[Stored items]
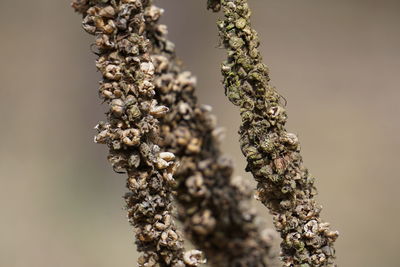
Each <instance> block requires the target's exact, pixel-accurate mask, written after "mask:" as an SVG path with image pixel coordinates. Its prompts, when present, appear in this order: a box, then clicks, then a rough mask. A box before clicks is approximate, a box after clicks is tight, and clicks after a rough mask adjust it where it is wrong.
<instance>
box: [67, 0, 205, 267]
mask: <svg viewBox="0 0 400 267" xmlns="http://www.w3.org/2000/svg"><path fill="white" fill-rule="evenodd" d="M73 6H74V7H75V9H76V10H77V11H79V12H81V13H82V14H83V15H84V20H83V27H84V29H85V30H86V31H87V32H88V33H90V34H93V35H95V36H96V47H97V49H98V51H99V53H98V54H99V58H98V59H97V64H96V66H97V68H98V69H99V71H100V72H101V73H102V75H103V81H102V82H101V86H100V92H101V93H100V95H101V97H102V98H103V99H104V101H105V102H107V103H109V111H108V113H107V117H108V121H107V122H101V123H99V124H98V126H97V130H98V132H99V133H98V135H97V136H96V137H95V141H96V142H97V143H103V144H107V145H108V147H109V149H110V155H109V160H110V162H111V163H112V165H113V167H114V170H116V171H119V172H127V173H128V176H129V178H128V183H127V186H128V188H129V189H130V193H128V194H126V196H125V199H126V203H127V209H128V217H129V220H130V222H131V223H132V225H134V226H135V227H136V243H137V246H138V250H139V251H141V252H144V253H143V254H142V256H141V257H140V258H139V266H146V267H149V266H174V267H178V266H179V267H183V266H198V265H199V264H200V263H202V262H203V260H202V255H201V252H200V251H197V250H192V251H187V252H185V251H184V249H183V240H182V237H181V236H180V233H179V232H177V230H176V226H175V224H174V221H173V219H172V213H173V206H172V200H173V198H172V193H173V186H174V185H175V180H174V177H173V175H174V173H175V171H176V167H177V162H176V160H175V155H174V154H173V153H172V152H169V151H166V150H164V149H162V148H160V147H159V146H158V145H157V142H158V139H159V138H160V122H159V120H160V119H161V118H163V117H164V116H165V115H166V114H167V112H168V111H169V109H168V107H166V106H163V105H160V104H159V103H158V102H157V100H156V98H155V86H154V73H155V66H154V64H153V62H152V59H151V54H150V52H151V43H150V42H149V40H148V39H147V38H146V31H145V28H146V20H148V19H157V18H156V16H157V14H152V11H151V4H150V3H149V1H139V0H123V1H108V0H97V1H75V2H74V3H73ZM154 16H155V17H154Z"/></svg>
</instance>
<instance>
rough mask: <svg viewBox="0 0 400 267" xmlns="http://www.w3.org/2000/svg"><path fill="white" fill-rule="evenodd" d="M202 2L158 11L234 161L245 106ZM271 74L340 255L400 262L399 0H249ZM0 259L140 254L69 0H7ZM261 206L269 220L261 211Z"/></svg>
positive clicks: (94, 89)
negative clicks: (399, 161) (240, 107)
mask: <svg viewBox="0 0 400 267" xmlns="http://www.w3.org/2000/svg"><path fill="white" fill-rule="evenodd" d="M205 2H206V1H205V0H204V1H195V0H184V1H183V0H164V1H158V4H159V5H161V6H162V7H164V8H165V10H166V13H165V15H164V17H163V22H165V23H167V24H168V26H169V31H170V39H172V40H173V41H174V42H175V43H176V46H177V52H178V55H179V56H180V58H181V59H182V60H183V61H184V62H185V66H186V67H187V69H189V70H192V71H193V72H194V73H195V74H196V75H197V77H198V84H199V89H198V96H199V99H200V102H201V103H207V104H210V105H212V106H213V107H214V113H215V114H216V115H217V116H218V118H219V124H220V125H222V126H224V127H225V128H226V129H227V138H226V140H225V142H224V145H223V146H224V149H225V151H226V152H227V153H228V154H230V155H231V156H232V157H233V158H234V160H235V162H236V165H237V168H236V174H237V175H241V176H243V177H245V178H246V179H251V177H250V175H249V174H246V173H245V172H244V171H243V169H244V166H245V164H244V158H243V156H242V155H241V152H240V150H239V145H238V135H237V129H238V125H239V114H238V110H237V109H236V108H234V107H233V105H231V104H230V103H228V101H227V99H226V98H225V96H224V95H223V89H222V87H221V84H220V80H221V76H220V71H219V66H220V62H221V61H222V60H223V58H224V51H223V50H222V49H217V48H216V47H217V46H218V37H217V31H216V26H215V19H216V18H217V17H218V15H215V14H212V13H211V12H209V11H207V10H206V9H205ZM250 4H251V6H252V8H253V14H254V16H253V25H254V26H255V28H256V29H257V30H258V31H259V35H260V37H261V42H262V47H261V49H262V53H263V55H264V59H265V62H266V63H267V64H268V65H269V67H270V69H271V77H272V82H273V84H274V85H276V86H277V88H278V89H279V90H280V93H281V94H282V95H283V96H285V98H286V99H287V100H288V114H289V124H288V128H289V130H290V131H291V132H295V133H297V134H298V135H299V137H300V140H301V143H302V151H303V156H304V160H305V163H306V165H307V166H308V167H309V168H310V170H311V172H312V174H313V175H314V176H316V177H317V187H318V189H319V193H320V194H319V197H318V199H319V202H320V203H321V204H322V205H323V207H324V211H323V214H322V215H323V218H324V219H325V220H327V221H329V222H331V223H332V225H333V228H334V229H337V230H339V231H340V233H341V236H340V238H339V240H338V241H337V246H336V247H337V256H338V260H337V262H338V264H339V266H353V267H355V266H356V267H361V266H363V267H369V266H371V267H372V266H385V267H395V266H399V260H398V244H399V239H400V227H399V225H400V210H399V203H400V189H399V188H400V174H399V173H400V171H399V170H400V169H399V167H400V164H399V151H400V139H399V130H400V123H399V115H400V105H399V98H400V88H399V77H400V16H399V14H400V1H398V0H380V1H376V0H327V1H320V0H302V1H290V0H279V1H276V0H275V1H273V0H262V1H261V0H253V1H251V0H250ZM0 36H1V37H0V48H1V49H0V58H1V62H2V64H0V114H1V131H0V140H1V141H0V142H1V145H0V211H1V213H0V214H1V215H0V266H4V267H6V266H7V267H27V266H29V267H39V266H40V267H47V266H49V267H50V266H59V267H67V266H75V267H83V266H85V267H87V266H96V267H110V266H120V267H123V266H126V267H127V266H136V262H135V261H136V257H137V254H136V252H135V246H134V240H133V230H132V228H131V227H130V226H129V225H128V222H127V220H126V218H125V211H124V210H123V209H122V207H123V205H124V201H123V199H122V197H121V196H122V195H123V194H124V192H125V191H126V189H125V177H124V176H123V175H117V174H115V173H113V172H112V170H111V168H110V166H109V164H108V162H107V160H106V155H107V149H106V147H105V146H100V145H96V144H94V143H93V135H94V133H95V131H94V130H93V127H94V126H95V125H96V123H97V121H99V120H102V119H104V111H105V107H104V106H102V105H101V104H100V100H99V98H98V96H97V87H98V80H99V79H100V76H99V74H98V73H97V72H96V68H95V66H94V60H95V57H94V55H92V54H91V53H90V52H89V46H90V44H91V42H92V41H93V37H92V36H89V35H87V34H86V33H85V32H84V31H83V30H82V28H81V18H80V16H78V15H77V14H74V12H73V10H72V9H71V8H70V3H69V1H67V0H58V1H54V0H36V1H13V0H1V1H0ZM260 212H261V213H263V214H265V218H266V219H267V220H270V217H269V215H267V211H266V210H264V209H263V208H262V207H260Z"/></svg>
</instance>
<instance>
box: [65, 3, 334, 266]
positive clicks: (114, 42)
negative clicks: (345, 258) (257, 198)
mask: <svg viewBox="0 0 400 267" xmlns="http://www.w3.org/2000/svg"><path fill="white" fill-rule="evenodd" d="M72 5H73V7H74V8H75V10H76V11H78V12H79V13H81V14H82V15H83V17H84V19H83V27H84V29H85V30H86V31H87V32H88V33H90V34H92V35H94V36H95V38H96V41H95V46H94V47H95V48H96V49H95V50H96V52H95V53H96V54H97V55H98V59H97V63H96V66H97V68H98V69H99V71H100V72H101V74H102V76H103V80H102V81H101V85H100V97H101V98H102V99H103V100H104V101H105V102H106V103H108V104H109V111H108V112H107V121H106V122H100V123H99V124H98V126H97V127H96V128H97V130H98V134H97V136H96V137H95V141H96V142H97V143H102V144H106V145H107V146H108V147H109V161H110V162H111V164H112V166H113V168H114V170H115V171H117V172H123V173H127V175H128V179H127V187H128V188H129V190H130V192H129V193H128V194H126V196H125V199H126V207H127V210H128V218H129V221H130V222H131V224H132V225H133V226H134V227H135V231H136V243H137V246H138V251H140V252H142V254H141V256H140V258H139V266H174V267H178V266H198V265H200V264H201V263H203V262H204V260H203V259H202V252H200V251H199V250H190V251H185V250H184V248H183V238H182V236H181V234H180V232H179V231H177V228H176V226H175V223H174V217H175V216H174V214H175V209H174V207H173V206H174V203H175V202H174V201H173V199H174V197H175V200H176V203H177V205H178V207H179V208H178V214H179V215H178V217H179V219H180V220H181V221H182V223H183V227H184V230H185V233H186V236H187V237H188V238H189V239H190V240H191V241H192V242H193V244H194V245H195V246H196V247H197V248H198V249H200V250H201V251H203V252H204V253H205V255H206V257H207V259H208V262H209V263H210V265H212V266H215V267H217V266H218V267H228V266H229V267H230V266H235V267H236V266H238V267H253V266H254V267H262V266H265V267H267V266H268V267H271V266H276V265H275V261H276V258H275V259H274V255H271V252H270V248H271V244H272V236H273V234H272V233H271V231H270V230H268V229H262V228H260V226H259V225H257V224H256V222H257V221H258V220H259V219H258V218H257V217H258V216H257V214H256V212H255V211H254V210H253V209H252V208H251V207H249V205H248V204H249V203H248V202H249V199H250V198H251V196H252V193H251V190H250V189H249V188H248V187H247V186H246V185H245V184H244V183H243V181H242V180H241V179H240V178H233V177H232V173H233V167H232V162H231V161H230V160H229V159H228V158H227V157H225V156H224V155H223V154H222V153H221V151H220V148H219V140H220V138H221V129H219V128H217V126H216V119H215V117H214V116H212V115H211V114H210V108H209V107H208V106H200V105H198V104H197V99H196V97H195V95H194V91H195V87H196V79H195V78H194V77H193V76H192V74H191V73H190V72H187V71H183V70H182V67H181V65H180V63H179V61H178V60H177V58H176V56H175V49H174V44H173V43H172V42H170V41H169V40H167V37H166V35H167V29H166V26H165V25H162V24H159V23H158V20H159V18H160V17H161V15H162V13H163V10H162V9H160V8H158V7H156V6H154V5H153V2H152V1H151V0H75V1H73V4H72ZM208 7H209V8H210V9H212V10H213V11H219V10H221V9H222V10H223V11H224V15H225V17H224V19H223V20H220V21H219V22H218V27H219V30H220V36H221V38H222V40H223V44H224V46H225V47H226V48H227V50H228V60H227V61H226V62H224V64H223V66H222V73H223V75H224V85H225V92H226V95H227V96H228V98H229V100H230V101H231V102H233V103H234V104H235V105H237V106H239V107H240V114H241V118H242V125H241V128H240V135H241V138H240V145H241V148H242V151H243V153H244V155H245V156H246V158H247V161H248V166H247V171H251V172H252V174H253V176H254V177H255V179H256V180H257V182H258V186H257V188H258V191H257V197H258V198H259V199H260V200H261V201H262V202H263V203H264V204H265V205H266V206H267V207H268V208H269V210H270V211H271V213H272V214H273V216H274V224H275V227H276V228H277V230H278V231H279V232H280V234H281V237H282V239H283V242H282V246H281V247H282V252H281V254H282V259H283V262H284V265H285V266H300V267H307V266H333V265H334V262H333V260H334V248H333V242H334V241H335V239H336V238H337V235H338V234H337V232H335V231H331V230H330V229H329V224H328V223H324V222H322V221H321V219H320V217H319V213H320V211H321V208H320V206H318V205H317V204H316V202H315V200H314V197H315V195H316V190H315V187H314V179H313V178H312V176H310V174H309V173H308V171H307V169H306V168H305V167H304V166H303V163H302V158H301V156H300V147H299V142H298V139H297V136H296V135H295V134H291V133H288V132H287V131H286V130H285V128H284V126H285V122H286V119H287V117H286V112H285V110H284V105H282V104H281V96H280V95H279V94H278V93H277V92H276V90H275V88H273V87H272V86H271V85H270V84H269V76H268V70H267V67H266V66H265V65H264V64H263V63H262V59H261V55H260V53H259V51H258V46H259V41H258V38H257V33H256V32H255V31H254V30H253V29H252V28H251V27H250V22H249V19H250V10H249V7H248V5H247V1H245V0H230V1H228V0H209V1H208Z"/></svg>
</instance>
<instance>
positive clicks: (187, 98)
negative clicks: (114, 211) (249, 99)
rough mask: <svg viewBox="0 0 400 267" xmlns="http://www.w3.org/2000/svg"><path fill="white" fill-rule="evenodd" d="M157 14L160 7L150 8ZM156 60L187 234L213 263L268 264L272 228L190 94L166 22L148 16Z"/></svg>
mask: <svg viewBox="0 0 400 267" xmlns="http://www.w3.org/2000/svg"><path fill="white" fill-rule="evenodd" d="M152 12H154V13H157V14H159V13H160V9H157V8H156V7H153V8H152ZM148 36H149V38H150V40H152V43H153V56H152V59H153V62H154V64H155V66H156V68H155V70H156V74H155V75H156V79H155V85H156V92H157V93H156V97H157V99H158V101H159V103H161V104H162V105H165V106H167V107H169V108H170V111H169V112H168V113H167V115H166V116H165V117H163V118H162V120H161V125H162V127H161V134H160V135H161V136H162V141H161V142H160V146H161V147H165V148H167V149H168V151H171V152H173V153H174V154H175V155H176V157H177V159H178V160H179V162H180V167H179V168H178V170H177V172H176V175H175V177H176V179H177V180H178V183H179V186H178V195H177V200H178V202H179V204H181V208H180V216H179V217H180V219H181V221H182V222H183V224H184V228H185V232H186V233H187V236H188V237H189V238H190V239H191V241H193V242H194V244H195V245H196V246H197V247H198V248H199V249H201V250H202V251H204V252H205V254H206V256H207V259H208V261H209V262H210V264H212V265H213V266H219V267H223V266H270V265H269V262H271V260H270V258H271V256H270V255H269V250H270V249H269V248H270V246H271V237H272V236H271V231H268V230H265V231H263V232H261V231H260V230H259V229H258V228H257V225H256V224H255V219H256V214H255V211H254V209H251V208H250V207H249V205H248V203H247V201H246V200H249V199H250V198H251V196H252V192H251V190H249V189H248V188H246V186H244V185H243V184H242V181H241V179H240V178H237V179H236V178H235V179H232V172H233V168H232V162H231V161H230V160H229V159H227V158H226V157H224V156H223V155H221V152H220V150H219V143H218V140H219V139H220V135H221V129H218V128H216V119H215V117H214V116H212V115H210V113H209V109H210V108H209V107H207V106H202V107H200V106H199V105H198V104H197V100H196V97H195V96H194V90H195V82H196V79H195V77H193V76H192V75H191V74H190V73H189V72H186V71H182V70H181V67H180V65H179V63H178V61H177V59H176V58H175V55H174V49H173V48H174V45H173V44H172V43H171V42H170V41H168V40H167V39H166V27H165V26H164V25H158V24H155V23H153V22H152V21H149V22H148Z"/></svg>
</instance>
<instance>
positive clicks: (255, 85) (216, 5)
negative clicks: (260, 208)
mask: <svg viewBox="0 0 400 267" xmlns="http://www.w3.org/2000/svg"><path fill="white" fill-rule="evenodd" d="M208 7H209V8H210V9H212V10H214V11H218V10H220V9H221V8H222V10H223V13H224V18H223V19H222V20H220V21H218V23H217V24H218V28H219V31H220V36H221V38H222V40H223V44H224V46H225V48H226V49H227V51H228V59H227V61H226V62H224V63H223V66H222V74H223V76H224V87H225V93H226V95H227V97H228V98H229V100H230V101H231V102H232V103H233V104H234V105H236V106H238V107H240V115H241V118H242V124H241V127H240V131H239V133H240V146H241V149H242V152H243V154H244V155H245V156H246V158H247V162H248V165H247V168H246V169H247V171H250V172H251V173H252V174H253V176H254V178H255V179H256V180H257V182H258V185H257V189H258V191H257V196H258V198H259V200H260V201H261V202H262V203H263V204H264V205H266V206H267V207H268V208H269V210H270V212H271V213H272V214H273V216H274V225H275V227H276V229H277V230H278V231H279V232H280V234H281V237H282V239H283V242H282V245H281V248H282V258H283V261H284V264H285V266H301V267H306V266H333V265H334V248H333V243H334V241H335V240H336V238H337V237H338V233H337V232H336V231H331V230H330V229H329V224H328V223H325V222H322V220H321V219H320V216H319V215H320V212H321V207H320V206H319V205H318V204H317V203H316V201H315V198H314V197H315V195H316V193H317V192H316V189H315V187H314V178H313V177H312V176H311V175H310V174H309V172H308V170H307V169H306V168H305V167H304V165H303V163H302V157H301V155H300V146H299V140H298V138H297V136H296V135H295V134H293V133H288V132H287V131H286V129H285V123H286V120H287V115H286V111H285V109H284V106H283V105H282V104H281V96H280V95H279V94H278V92H277V91H276V90H275V88H273V87H272V86H271V85H270V84H269V76H268V69H267V67H266V66H265V65H264V64H263V63H262V58H261V55H260V52H259V50H258V46H259V39H258V37H257V32H256V31H255V30H254V29H252V28H251V26H250V15H251V14H250V13H251V12H250V9H249V6H248V4H247V1H246V0H209V1H208Z"/></svg>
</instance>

» Task requirements
Only the lines above starting at the line that holds "positive clicks: (187, 98)" and ending at the line that holds "negative clicks: (114, 211) (249, 99)" are to be repeated, exactly and in full.

» Output of the exercise
positive clicks: (187, 98)
negative clicks: (114, 211) (249, 99)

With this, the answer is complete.